=== Document ===
-.-.-

# Whats your opinion?



## Mattuk (Oct 16, 2010)

I'm interested in what any of you think is the most coveted game in North America & Canada? Say what ever you think its your choice!


----------



## shakari (Feb 24, 2010)

I'd love to take a big bear and also try some of their wingshooting & fishing.


----------



## ebbs (Feb 7, 2010)

MOST coveted or MY most coveted?

I'd say most coveted is either Bighorn or Stone Sheep and/or the Grizzly bear.

MY most coveted would be Yukon Moose with a bow, or a Mountain Lion coming to a call.


----------



## Mattuk (Oct 16, 2010)

ebbs its up to you, what you think or what you want!


----------



## youngdon (Mar 10, 2010)

I would guess a big 6x6 elk would be the most coveted. Or perhaps a monster Whitetail.


----------



## shakari (Feb 24, 2010)

It strikes me that a lot of Americans are sheep mad and I can fully understand that....... but it's not for because my little legs are far too short for those bloody great mountains!


----------



## Mattuk (Oct 16, 2010)

For me a big Cougar in BC, stalked in the snow. Then a big Wolf from Idaho coming to a call and then a bloody big Grizzly.


----------

-.-.-

=== Given information ===
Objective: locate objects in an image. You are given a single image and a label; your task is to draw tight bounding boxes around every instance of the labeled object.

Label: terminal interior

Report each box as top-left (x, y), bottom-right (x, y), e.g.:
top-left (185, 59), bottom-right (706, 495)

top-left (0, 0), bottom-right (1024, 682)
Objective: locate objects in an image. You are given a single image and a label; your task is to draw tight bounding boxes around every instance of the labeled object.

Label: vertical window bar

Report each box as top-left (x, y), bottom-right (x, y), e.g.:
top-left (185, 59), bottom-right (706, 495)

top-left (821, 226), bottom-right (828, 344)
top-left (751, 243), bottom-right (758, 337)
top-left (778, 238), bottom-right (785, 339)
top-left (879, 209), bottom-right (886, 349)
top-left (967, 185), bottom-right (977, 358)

-.-.-

=== Written task 1 ===
Summarize the hunting thread in two sentences.
=== Written task 2 ===
Answer these questions from the hunting thread:
(a) Which two hunts does ebbs name as his own most coveted?
(b) Why does shakari say sheep hunting is not for him?
(c) From which state would Mattuk want a big Wolf to come?
=== Written task 3 ===
Write out the hunting thread from "I would guess" to "bloody great mountains!".

=== Exercise response 1 ===
Mattuk asks which game in North America and Canada is the most coveted and says each person may answer with what they think or what they want. Replies name Bighorn or Stone Sheep, the Grizzly bear, a big 6x6 elk and a monster Whitetail, while personal wishes include a Yukon Moose with a bow, a Mountain Lion or an Idaho Wolf coming to a call, a big bear, and a big Cougar in BC stalked in the snow.

=== Exercise response 2 ===
(a) A Yukon Moose with a bow, or a Mountain Lion coming to a call.
(b) His legs are far too short for the great mountains.
(c) Idaho.

=== Exercise response 3 ===
I would guess a big 6x6 elk would be the most coveted. Or perhaps a monster Whitetail.


----------



## shakari (Feb 24, 2010)

It strikes me that a lot of Americans are sheep mad and I can fully understand that....... but it's not for because my little legs are far too short for those bloody great mountains!